#### Data section ####

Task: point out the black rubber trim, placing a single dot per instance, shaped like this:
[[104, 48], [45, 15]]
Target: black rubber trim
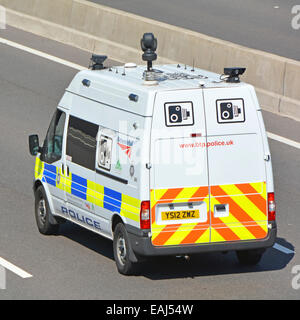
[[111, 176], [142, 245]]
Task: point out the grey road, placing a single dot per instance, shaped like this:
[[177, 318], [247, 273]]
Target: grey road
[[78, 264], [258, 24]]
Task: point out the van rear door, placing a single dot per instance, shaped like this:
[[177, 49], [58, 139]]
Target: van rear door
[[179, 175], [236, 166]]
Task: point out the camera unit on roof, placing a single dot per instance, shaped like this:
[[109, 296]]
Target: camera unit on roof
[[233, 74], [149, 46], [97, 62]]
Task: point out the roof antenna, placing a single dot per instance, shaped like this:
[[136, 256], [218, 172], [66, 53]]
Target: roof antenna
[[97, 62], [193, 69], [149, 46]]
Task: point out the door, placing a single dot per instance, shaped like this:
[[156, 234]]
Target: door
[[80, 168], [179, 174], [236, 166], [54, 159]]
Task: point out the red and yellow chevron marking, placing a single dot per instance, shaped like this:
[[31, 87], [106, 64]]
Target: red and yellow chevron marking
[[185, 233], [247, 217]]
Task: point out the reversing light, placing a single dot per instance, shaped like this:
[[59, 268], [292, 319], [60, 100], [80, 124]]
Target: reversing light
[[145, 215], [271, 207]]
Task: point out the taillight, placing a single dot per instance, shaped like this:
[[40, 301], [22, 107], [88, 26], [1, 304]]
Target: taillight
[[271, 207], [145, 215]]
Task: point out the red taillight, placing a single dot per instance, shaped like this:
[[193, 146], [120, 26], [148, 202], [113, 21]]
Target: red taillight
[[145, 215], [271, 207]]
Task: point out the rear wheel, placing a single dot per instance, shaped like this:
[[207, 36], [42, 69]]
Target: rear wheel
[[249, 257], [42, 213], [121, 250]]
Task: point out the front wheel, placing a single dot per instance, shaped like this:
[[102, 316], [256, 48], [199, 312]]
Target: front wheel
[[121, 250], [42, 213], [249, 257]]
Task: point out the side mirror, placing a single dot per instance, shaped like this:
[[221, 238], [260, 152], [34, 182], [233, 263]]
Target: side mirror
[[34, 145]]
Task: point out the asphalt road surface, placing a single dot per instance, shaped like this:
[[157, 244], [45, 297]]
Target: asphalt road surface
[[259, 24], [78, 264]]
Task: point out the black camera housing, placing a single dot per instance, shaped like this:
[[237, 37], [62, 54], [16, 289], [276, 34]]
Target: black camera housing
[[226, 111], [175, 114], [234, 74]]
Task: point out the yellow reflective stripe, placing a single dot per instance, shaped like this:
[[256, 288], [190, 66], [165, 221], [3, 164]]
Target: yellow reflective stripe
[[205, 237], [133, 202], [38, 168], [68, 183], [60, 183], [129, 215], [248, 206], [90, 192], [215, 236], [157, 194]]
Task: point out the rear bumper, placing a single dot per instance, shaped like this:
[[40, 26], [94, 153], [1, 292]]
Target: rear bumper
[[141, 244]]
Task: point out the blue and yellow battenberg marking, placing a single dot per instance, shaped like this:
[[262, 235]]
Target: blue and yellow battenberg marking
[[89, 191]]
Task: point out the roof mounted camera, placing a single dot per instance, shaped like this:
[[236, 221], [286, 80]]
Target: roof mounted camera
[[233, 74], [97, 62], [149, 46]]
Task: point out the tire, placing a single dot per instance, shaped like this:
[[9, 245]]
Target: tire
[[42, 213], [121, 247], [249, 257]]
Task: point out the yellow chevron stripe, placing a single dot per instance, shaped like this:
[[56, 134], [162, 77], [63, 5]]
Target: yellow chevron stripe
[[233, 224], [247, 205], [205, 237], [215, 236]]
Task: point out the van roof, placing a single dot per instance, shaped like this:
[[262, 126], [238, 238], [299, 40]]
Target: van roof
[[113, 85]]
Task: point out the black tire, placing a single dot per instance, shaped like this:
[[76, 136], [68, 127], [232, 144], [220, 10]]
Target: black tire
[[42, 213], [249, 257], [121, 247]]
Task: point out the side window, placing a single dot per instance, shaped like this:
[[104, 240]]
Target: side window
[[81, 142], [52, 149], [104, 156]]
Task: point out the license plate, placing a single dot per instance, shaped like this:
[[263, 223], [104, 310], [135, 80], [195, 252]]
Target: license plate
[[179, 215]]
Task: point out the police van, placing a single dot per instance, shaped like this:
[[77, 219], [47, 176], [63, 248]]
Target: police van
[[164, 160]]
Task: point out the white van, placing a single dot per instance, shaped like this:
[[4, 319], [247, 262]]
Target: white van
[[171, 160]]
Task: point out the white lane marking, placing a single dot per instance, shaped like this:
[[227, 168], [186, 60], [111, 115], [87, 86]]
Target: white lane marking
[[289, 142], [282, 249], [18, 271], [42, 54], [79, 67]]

####

= Given request =
Transcribe the records above exactly as they appear, leaving out any pictures.

= Solution below =
Task: point out the black rubber trim, placing a single dot per instance, shaped like this:
[[104, 48], [45, 15]]
Target: black rubber trim
[[111, 176], [142, 245]]
Task: point out the grey road, placing a single dot per instance, shaped like this:
[[177, 318], [247, 273]]
Target: grey road
[[78, 264], [258, 24]]
Task: point out the van rear door, placing a single dot per instance, shaped like this:
[[177, 49], [58, 139]]
Target: van rear door
[[179, 175], [236, 166]]
Task: point out the camera unit on roof, placing a single dot per instance, shaped like this:
[[109, 296]]
Target: camera unit on roof
[[233, 74], [149, 46], [97, 62]]
Task: point out the roof antenna, placing a single dot per instance, shaped like this:
[[136, 256], [218, 172], [66, 53]]
Target: roof antenna
[[97, 62], [193, 69], [149, 46]]
Task: point out the door, placing a single dot per instance, shaped like this:
[[156, 234]]
Target: door
[[80, 168], [179, 174], [236, 166], [54, 159]]
Task: point out the red and yellow chevron marking, placing a single dot per instance, shaped like this:
[[31, 87], [106, 64]]
Target: red and yellow chevron marking
[[185, 233], [247, 217]]
Task: point out the reversing light, placing a single dot per instance, shaped like this:
[[59, 268], [292, 319], [60, 100], [80, 124]]
Target: reversing light
[[145, 215], [271, 207]]
Task: point out the taillight, placing a single dot per instance, shaped like this:
[[40, 301], [22, 107], [88, 26], [1, 304]]
Target: taillight
[[271, 207], [145, 215]]
Task: point out the red taillight, placing a single dot per instance, shaped like this:
[[193, 146], [120, 26], [148, 202], [113, 21]]
Target: red taillight
[[145, 215], [271, 207]]
Task: point out the rear wheel, placing a single dot per instance, shaped like this:
[[207, 36], [42, 69]]
Target: rear wheel
[[249, 257], [42, 213], [121, 250]]
Task: point out the front wheel, placing a single dot per instance, shaped like this:
[[102, 316], [256, 48], [199, 312]]
Target: front wheel
[[121, 250], [42, 213], [249, 257]]
Task: point out the side mirror, placing a single dot per instance, shaped like this:
[[221, 238], [260, 152], [34, 182], [233, 263]]
Target: side mirror
[[34, 145]]
Task: point out the asphalt road surface, placing a single dot per instance, shaped like this:
[[157, 244], [45, 297]]
Target: asphalt road surface
[[259, 24], [78, 264]]
Task: point out the black camera housing, placing a single dot per instance, shaped like this:
[[237, 37], [62, 54], [16, 289], [276, 34]]
Target: black camera housing
[[226, 111], [175, 114], [234, 74]]
Task: point out the yellow reflective stripe, placing a single dot per instance, shaped like this:
[[256, 288], [190, 66], [165, 221], [3, 164]]
Target: yellow reflective stripe
[[205, 237], [133, 202], [38, 168], [68, 183], [60, 183], [129, 215], [248, 206], [90, 192], [215, 236], [157, 194]]
Task: point out the rear bumper, placing a single dot per instance, shaped like this:
[[40, 26], [94, 153], [1, 292]]
Target: rear bumper
[[141, 244]]
Task: point out the blue and yellow battenberg marking, placing a single dot per instance, shaped like this:
[[262, 235]]
Target: blue and yellow battenberg marking
[[89, 191]]
Task: point out the roof mounted camera, placing a single dot per instance, shaped like this:
[[236, 221], [286, 80]]
Target: roof mounted camera
[[233, 74], [97, 62], [149, 46]]
Task: point out the tire, placing a single dot per instance, shaped like this:
[[9, 245]]
Target: tire
[[42, 213], [121, 247], [249, 257]]
Task: point out the yellow chevron stripe, placing a single dot per instance, shaped like this:
[[56, 134], [162, 77], [63, 5]]
Target: yellow chevron stripe
[[233, 224], [247, 205], [205, 237], [215, 236]]
Task: point out the van roof, placing a single dot per instance, shaped like this:
[[262, 126], [238, 238], [299, 40]]
Target: van roof
[[113, 85]]
Task: point out the black tire, placing a single dot per instance, shaped like this:
[[76, 136], [68, 127], [232, 144], [220, 10]]
Target: black tire
[[42, 213], [249, 257], [121, 247]]
Task: point out the side window, placing a single dot per instance, shaped like this:
[[104, 240]]
Target: side window
[[81, 142], [52, 149], [104, 156]]
Task: point out the license plate, placing a single dot per instance, shaped like this:
[[263, 223], [104, 310], [135, 80], [195, 252]]
Target: license plate
[[179, 215]]
Task: point out the police van, placing a single dot per instance, shaped like this:
[[77, 219], [47, 176], [63, 248]]
Target: police van
[[164, 160]]
Task: point out the white van, placing a single dot per instance, shaped like this:
[[4, 319], [247, 262]]
Target: white van
[[171, 160]]
Task: point out the white lane marking, placing a single dot per instance, shaped like this:
[[227, 168], [186, 60], [111, 115], [87, 86]]
Target: white lane marking
[[289, 142], [282, 249], [18, 271], [42, 54], [79, 67]]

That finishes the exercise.